-- START OF Quoted text --
2005-11-30 18:10:00 log_id=0107000000 type=event subtype=ha pri=notice user=ha ui=ha action=unknown status=success msg="monitord: being asked to assume original role"
Failover scenario 6: Network connection between primary and secondary units fails (remote service monitoring detects a failure)
Depending on your network configuration, the network connection between the primary and secondary units can fail for a number of reasons. In the network configuration shown in Example active-passive HA group, the connection between port1 of primary unit (P1) and port1 of the secondary unit (S2) can fail if a network cable is disconnected or if the switch between P1 and S2 fails.
A more complex network configuration could include a number of network devices between the primary and secondary unit’s non-heartbeat network interfaces. In any configuration, remote service monitoring can only detect a communication failure. Remote service monitoring cannot determine where the failure occurred or the reason for the failure.
-- END OF Quoted text --
-- START OF Entries --
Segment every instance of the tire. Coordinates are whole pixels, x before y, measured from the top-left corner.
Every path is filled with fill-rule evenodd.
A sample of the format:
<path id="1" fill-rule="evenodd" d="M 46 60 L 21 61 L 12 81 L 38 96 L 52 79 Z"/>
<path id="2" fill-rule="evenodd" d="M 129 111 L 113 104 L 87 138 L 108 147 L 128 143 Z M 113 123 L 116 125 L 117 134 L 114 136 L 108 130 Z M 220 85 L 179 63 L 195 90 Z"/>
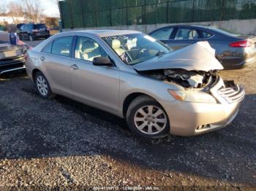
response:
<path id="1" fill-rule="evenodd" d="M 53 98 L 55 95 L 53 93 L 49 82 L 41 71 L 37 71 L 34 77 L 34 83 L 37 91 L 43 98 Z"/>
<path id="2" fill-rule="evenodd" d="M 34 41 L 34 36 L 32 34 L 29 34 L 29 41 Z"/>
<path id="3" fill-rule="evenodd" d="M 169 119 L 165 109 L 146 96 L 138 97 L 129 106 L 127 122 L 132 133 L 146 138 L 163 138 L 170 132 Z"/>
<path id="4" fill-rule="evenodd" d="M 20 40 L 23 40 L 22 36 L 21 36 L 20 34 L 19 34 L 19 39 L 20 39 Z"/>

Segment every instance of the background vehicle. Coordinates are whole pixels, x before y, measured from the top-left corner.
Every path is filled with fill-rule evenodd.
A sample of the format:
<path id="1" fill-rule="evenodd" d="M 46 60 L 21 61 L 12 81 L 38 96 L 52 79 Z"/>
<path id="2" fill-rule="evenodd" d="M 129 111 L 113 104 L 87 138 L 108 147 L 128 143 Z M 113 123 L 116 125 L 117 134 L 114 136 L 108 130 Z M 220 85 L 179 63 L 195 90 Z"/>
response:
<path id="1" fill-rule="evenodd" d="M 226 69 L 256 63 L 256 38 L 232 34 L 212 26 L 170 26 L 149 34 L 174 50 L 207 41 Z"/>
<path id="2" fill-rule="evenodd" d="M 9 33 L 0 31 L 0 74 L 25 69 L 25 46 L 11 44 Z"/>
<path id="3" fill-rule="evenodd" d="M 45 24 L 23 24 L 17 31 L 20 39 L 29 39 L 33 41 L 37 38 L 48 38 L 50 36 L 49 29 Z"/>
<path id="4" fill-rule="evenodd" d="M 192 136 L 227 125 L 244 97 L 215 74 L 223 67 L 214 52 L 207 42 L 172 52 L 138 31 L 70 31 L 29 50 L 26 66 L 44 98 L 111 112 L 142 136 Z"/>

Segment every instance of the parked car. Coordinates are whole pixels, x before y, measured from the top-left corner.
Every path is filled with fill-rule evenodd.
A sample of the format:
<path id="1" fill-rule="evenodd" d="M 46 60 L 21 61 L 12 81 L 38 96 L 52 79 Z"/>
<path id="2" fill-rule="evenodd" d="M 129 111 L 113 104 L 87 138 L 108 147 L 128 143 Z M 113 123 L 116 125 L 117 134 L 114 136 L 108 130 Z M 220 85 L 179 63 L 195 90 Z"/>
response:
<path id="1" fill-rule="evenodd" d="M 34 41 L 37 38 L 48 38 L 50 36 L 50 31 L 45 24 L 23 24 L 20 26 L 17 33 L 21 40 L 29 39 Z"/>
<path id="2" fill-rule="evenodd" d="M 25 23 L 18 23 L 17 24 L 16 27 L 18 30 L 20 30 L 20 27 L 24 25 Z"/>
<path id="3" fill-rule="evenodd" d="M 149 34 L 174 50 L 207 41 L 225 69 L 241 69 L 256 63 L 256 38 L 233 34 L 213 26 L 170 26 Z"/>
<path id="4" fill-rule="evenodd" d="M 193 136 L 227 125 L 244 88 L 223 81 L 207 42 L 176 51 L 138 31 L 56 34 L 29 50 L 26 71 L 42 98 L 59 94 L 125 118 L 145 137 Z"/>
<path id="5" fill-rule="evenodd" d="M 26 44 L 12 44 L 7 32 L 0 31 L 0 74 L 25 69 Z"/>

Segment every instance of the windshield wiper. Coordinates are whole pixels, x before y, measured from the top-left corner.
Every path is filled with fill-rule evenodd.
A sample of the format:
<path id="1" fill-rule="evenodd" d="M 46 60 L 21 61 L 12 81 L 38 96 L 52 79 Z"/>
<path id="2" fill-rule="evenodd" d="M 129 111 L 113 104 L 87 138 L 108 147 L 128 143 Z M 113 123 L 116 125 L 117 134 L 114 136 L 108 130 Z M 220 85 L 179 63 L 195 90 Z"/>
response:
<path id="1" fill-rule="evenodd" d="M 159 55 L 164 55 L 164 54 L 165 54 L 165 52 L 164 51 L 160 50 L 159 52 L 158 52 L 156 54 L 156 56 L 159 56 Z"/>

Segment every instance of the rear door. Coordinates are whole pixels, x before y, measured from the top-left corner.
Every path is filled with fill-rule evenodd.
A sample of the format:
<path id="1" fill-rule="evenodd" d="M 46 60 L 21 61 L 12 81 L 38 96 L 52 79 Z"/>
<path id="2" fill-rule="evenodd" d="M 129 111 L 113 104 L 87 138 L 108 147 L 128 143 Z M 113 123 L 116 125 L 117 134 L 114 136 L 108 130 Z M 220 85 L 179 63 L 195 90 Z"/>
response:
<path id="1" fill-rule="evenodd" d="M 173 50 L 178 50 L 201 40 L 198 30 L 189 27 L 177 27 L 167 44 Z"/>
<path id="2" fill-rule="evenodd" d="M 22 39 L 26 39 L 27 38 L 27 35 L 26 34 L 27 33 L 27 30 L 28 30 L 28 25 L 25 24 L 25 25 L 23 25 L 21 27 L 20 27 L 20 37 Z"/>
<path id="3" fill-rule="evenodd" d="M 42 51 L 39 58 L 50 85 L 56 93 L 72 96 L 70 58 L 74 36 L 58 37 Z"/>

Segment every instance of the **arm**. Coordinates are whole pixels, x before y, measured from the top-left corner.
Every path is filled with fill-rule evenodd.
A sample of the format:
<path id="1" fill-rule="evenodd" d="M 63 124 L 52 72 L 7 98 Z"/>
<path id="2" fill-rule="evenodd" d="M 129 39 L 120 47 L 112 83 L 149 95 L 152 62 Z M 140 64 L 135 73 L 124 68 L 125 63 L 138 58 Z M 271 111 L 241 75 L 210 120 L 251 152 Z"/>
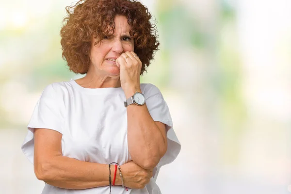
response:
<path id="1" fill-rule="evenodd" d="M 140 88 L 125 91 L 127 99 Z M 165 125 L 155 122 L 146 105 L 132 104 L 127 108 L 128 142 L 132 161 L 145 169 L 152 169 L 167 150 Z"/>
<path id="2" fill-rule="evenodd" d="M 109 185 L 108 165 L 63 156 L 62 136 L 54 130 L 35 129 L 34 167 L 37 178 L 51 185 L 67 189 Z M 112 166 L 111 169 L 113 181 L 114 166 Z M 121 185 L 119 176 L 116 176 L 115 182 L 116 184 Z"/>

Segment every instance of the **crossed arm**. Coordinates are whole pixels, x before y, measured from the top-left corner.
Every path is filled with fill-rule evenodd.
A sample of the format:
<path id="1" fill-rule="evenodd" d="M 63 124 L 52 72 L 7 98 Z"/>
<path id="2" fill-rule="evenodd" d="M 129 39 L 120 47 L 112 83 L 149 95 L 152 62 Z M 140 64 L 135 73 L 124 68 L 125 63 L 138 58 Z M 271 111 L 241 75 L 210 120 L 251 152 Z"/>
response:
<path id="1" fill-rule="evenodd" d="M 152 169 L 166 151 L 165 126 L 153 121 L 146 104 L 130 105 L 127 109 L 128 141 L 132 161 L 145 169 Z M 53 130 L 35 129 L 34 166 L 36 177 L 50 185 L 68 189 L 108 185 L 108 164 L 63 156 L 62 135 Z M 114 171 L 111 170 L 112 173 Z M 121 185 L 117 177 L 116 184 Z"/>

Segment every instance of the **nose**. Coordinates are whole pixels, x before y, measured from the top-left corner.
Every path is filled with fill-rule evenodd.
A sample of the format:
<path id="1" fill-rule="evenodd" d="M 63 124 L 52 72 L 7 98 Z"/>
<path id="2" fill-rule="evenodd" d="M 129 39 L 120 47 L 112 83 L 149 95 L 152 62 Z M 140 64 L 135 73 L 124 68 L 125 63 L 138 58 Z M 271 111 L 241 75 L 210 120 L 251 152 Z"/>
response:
-- END OF Entries --
* [Exercise set]
• A. In the log line at the top of the HA failover excerpt, which field names have the value ha? List them in the order they appear.
• B. Carry on with the HA failover excerpt, starting after its last sentence.

* [Answers for the exercise]
• A. subtype, user, ui

• B.
In this scenario, remote service monitoring has been configured to make sure that S2 can connect to P1. The On failure setting located in the HA main configuration section is wait for recovery then restore secondary role. For information on the On failure setting, see On failure. For information about remote service monitoring, see Configuring service-based failover.
The failure occurs when power to the switch that connects the P1 and S2 port1 interfaces is disconnected. Remote service monitoring detects the failure of the network connection between the primary and secondary units. Because of the On failure setting, P1 changes its effective HA operating mode to failed.
When the failure is corrected, P1 detects the correction because while operating in failed mode P1 has been attempting to connect to S2 using the port1 interface. When P1 can connect to S2, the effective HA operating mode of P1 changes to secondary and the mail data on P1 will be synchronized to S2. S2 can now deliver this mail. The HA group continues to operate in this manner until an administrator resets the effective HA modes of operation of the FortiMail units.
- The FortiMail HA group is operating normally.
- The power cable for the switch between P1 and S2 is accidentally disconnected.
- S2’s remote service monitoring cannot connect to the primary unit.
- Through the HA heartbeat link, S2 signals P1 to stop operating as the primary unit.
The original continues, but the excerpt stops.